▶ _COMPLETA LO SIGUIENTE_
a: Reproduce literalmente el pasaje del texto sobre el viaje por tierras cátaras que comienza con las palabras "Más allá de" y concluye con "de los herejes.".
b: En el chiste que abre el texto sobre el viaje por tierras cátaras, ¿qué hacía en el suelo el segundo clérigo?
c: Prolonga el texto sobre el viaje por tierras cátaras a partir de su última oración.

▶ _TEXTO CITADO_
○ ○ ○ ○ ○ ○ ○

Un viaje por tierras cátaras
El viajero, escritor y agitador cultural José Luis Espina narra su viaje por tierras cátaras entre catedrales y lecturas.
Texto e ilustración: José Luis Espina
Cuenta un chiste que en cierta ocasión se reunieron tres clérigos para comentar cómo organizaba cada uno el reparto del dinero que recaudaban del cepillo de la iglesia. El primero expuso que él trazaba una línea en el suelo lanzando después el dinero al aire, las monedas que caían del lado izquierdo se destinaban a Dios y las del derecho a la parroquia. El segundo contó que él hacía un círculo en el suelo y tiraba al aire las limosnas, las que caían en el centro se le asignaban al Altísimo y el resto a la iglesia. Por último, el tercer párroco explicó que él lanzaba las monedas al cielo, las que Dios cogía al vuelo quedaban para él y las que volvían a la tierra para la parroquia.
Más allá de la retranca del chiste, la disposición de la iglesia para crear complicidades divinas con fines poco honestos ha sido recurrente a lo largo de los siglos, algo a lo que ha contribuido la ignorancia del pueblo y la predisposición de artistas y personajes influyentes convertidos, ya en tiempos de la Edad Media, en propagandistas de la Inquisición y sus ordalías, con las que justificaban la persecución y aniquilación de los herejes.

○ ○ ○ ○ ○ ○ ○

▶ _INFORMACIÓN MOSTRADA_
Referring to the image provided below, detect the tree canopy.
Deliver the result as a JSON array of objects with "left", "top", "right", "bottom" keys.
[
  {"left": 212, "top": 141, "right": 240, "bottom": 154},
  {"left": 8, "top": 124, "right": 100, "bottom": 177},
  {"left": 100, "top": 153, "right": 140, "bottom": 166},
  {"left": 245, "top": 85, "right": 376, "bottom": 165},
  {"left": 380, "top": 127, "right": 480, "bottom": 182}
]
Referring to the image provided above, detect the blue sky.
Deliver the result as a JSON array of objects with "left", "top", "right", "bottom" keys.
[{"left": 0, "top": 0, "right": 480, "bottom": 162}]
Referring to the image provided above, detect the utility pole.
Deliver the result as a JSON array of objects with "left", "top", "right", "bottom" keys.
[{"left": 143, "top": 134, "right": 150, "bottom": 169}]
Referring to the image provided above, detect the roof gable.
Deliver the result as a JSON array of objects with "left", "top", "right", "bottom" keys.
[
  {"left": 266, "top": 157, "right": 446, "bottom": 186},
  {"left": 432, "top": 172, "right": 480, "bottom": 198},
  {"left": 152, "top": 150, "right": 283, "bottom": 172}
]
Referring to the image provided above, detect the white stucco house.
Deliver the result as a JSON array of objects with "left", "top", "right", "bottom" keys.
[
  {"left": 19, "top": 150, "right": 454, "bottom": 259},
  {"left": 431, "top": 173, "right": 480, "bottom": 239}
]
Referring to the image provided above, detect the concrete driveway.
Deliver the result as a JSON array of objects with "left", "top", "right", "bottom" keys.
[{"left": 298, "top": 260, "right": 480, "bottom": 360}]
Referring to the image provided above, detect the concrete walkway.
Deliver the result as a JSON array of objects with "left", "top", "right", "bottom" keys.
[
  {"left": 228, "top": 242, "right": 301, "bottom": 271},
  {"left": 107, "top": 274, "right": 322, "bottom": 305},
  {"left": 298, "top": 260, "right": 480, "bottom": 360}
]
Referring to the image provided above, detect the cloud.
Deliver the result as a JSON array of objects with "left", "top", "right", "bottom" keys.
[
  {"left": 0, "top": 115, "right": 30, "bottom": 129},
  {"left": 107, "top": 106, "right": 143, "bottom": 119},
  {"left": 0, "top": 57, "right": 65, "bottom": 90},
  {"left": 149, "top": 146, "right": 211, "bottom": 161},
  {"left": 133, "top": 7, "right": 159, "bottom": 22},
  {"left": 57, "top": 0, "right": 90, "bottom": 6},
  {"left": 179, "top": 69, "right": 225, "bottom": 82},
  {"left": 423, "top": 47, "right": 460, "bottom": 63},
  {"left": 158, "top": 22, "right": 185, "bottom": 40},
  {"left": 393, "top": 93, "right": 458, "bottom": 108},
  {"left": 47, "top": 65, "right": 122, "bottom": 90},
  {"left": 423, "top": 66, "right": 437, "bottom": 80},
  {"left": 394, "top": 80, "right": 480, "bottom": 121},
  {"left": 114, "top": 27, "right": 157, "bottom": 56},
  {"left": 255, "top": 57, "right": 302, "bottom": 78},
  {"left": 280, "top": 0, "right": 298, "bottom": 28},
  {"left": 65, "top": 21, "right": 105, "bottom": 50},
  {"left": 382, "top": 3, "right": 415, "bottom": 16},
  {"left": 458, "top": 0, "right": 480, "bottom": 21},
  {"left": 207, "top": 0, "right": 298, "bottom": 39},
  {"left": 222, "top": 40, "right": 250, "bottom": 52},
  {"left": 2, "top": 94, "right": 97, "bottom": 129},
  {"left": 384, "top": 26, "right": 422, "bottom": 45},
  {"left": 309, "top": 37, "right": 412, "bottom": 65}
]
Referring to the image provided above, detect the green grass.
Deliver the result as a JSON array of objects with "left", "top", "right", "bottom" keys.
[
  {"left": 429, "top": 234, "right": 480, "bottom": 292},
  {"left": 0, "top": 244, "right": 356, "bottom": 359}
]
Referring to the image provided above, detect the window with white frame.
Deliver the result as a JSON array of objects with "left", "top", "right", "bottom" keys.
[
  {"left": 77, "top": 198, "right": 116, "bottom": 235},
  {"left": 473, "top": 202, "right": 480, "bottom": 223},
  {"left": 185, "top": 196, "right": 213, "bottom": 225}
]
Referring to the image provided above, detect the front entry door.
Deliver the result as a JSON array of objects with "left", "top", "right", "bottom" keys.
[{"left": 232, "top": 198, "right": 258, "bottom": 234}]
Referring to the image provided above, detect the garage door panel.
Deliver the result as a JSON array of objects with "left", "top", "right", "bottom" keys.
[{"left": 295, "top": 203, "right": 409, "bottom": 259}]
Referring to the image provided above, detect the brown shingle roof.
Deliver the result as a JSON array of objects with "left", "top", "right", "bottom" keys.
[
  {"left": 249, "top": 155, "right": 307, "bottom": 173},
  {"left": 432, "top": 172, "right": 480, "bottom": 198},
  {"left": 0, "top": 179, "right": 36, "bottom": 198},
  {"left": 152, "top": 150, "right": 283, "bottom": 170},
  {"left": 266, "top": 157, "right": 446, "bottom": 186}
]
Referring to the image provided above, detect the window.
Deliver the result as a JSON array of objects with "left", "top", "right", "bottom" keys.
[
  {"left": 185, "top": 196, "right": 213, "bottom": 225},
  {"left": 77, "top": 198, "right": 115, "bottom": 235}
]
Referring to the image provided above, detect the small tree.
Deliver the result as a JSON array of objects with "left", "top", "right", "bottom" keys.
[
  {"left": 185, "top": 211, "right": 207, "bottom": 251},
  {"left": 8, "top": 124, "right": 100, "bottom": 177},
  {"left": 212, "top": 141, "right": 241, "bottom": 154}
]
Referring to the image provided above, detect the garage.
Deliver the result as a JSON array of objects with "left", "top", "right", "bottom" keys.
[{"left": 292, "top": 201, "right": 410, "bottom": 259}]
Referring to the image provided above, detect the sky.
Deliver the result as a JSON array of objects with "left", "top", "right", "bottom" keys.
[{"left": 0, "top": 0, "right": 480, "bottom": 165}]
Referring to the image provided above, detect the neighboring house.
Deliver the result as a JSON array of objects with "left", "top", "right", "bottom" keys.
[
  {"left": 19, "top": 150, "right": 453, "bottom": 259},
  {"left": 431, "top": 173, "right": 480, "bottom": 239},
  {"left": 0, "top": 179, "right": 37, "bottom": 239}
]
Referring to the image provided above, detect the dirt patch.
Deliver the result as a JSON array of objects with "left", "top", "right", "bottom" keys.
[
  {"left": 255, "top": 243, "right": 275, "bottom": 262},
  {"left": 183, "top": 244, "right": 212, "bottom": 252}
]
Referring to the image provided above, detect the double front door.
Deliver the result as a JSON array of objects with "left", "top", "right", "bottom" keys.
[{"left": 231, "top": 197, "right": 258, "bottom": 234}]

○ ○ ○ ○ ○ ○ ○

▶ _RESPUESTAS POR TAREA_
a:
Más allá de la retranca del chiste, la disposición de la iglesia para crear complicidades divinas con fines poco honestos ha sido recurrente a lo largo de los siglos, algo a lo que ha contribuido la ignorancia del pueblo y la predisposición de artistas y personajes influyentes convertidos, ya en tiempos de la Edad Media, en propagandistas de la Inquisición y sus ordalías, con las que justificaban la persecución y aniquilación de los herejes.

b: El segundo clérigo hacía un círculo en el suelo.

c:
Rodando por tierras catarás en la Occitania francesa, llego a la ciudad de Albi. Frente a la catedral y fortaleza gótica de Santa Cecilia, contemplo la grandiosidad de sus muros y la esbeltez de un campanario con forma de torre que se eleva hasta casi 80 metros del suelo. Una estructura arquitectónica de tonos rojizos iniciada en el año 1282 que la convierte en la catedral de ladrillos más grande del mundo. En su interior, la desmesura de sus proporciones se refleja en la bóveda renacentista de tintes azules, el Coro de los Canónigos, el órgano barroco y el mural del Juicio Final, originalmente de doscientos metros cuadrados donde se representan cielo, tierra e infierno. Hombres y mujeres desnudos caminando temerosos hacia la sentencia divina con el libro de sus vidas abierto sobre el pecho y debajo, los castigos de los siete pecados capitales, personajes torturados entre las llamas del averno. Un mensaje apocalíptico de advertencia para pecadores.
En 1209, unos cuantos años antes de iniciarse la construcción de la catedral de Santa Cecilia, había tenido lugar en esa misma población, el comienzo de la conocida como cruzada albigense, una auténtica cacería contra los cátaros instigada por el Papa Inocencio III y apoyada por el rey de Francia que concluyó en el año 1244 y que tuvo como particularidad ser una persecución a muerte de cruzados templarios contra cristianos herejes.
Tenían los cátaros una forma de entender el mundo seductora, con principios sólidos y basada en unas creencias que para sí querrían como argumento muchos autores de ficción. De haber vivido en los años sesenta, aunque con matices carnales, habrían compartido manifestaciones antibelicistas con los chicos del movimiento hippy, habitado en sus comunas y brincado como descosidos en el Festival de Woodstock.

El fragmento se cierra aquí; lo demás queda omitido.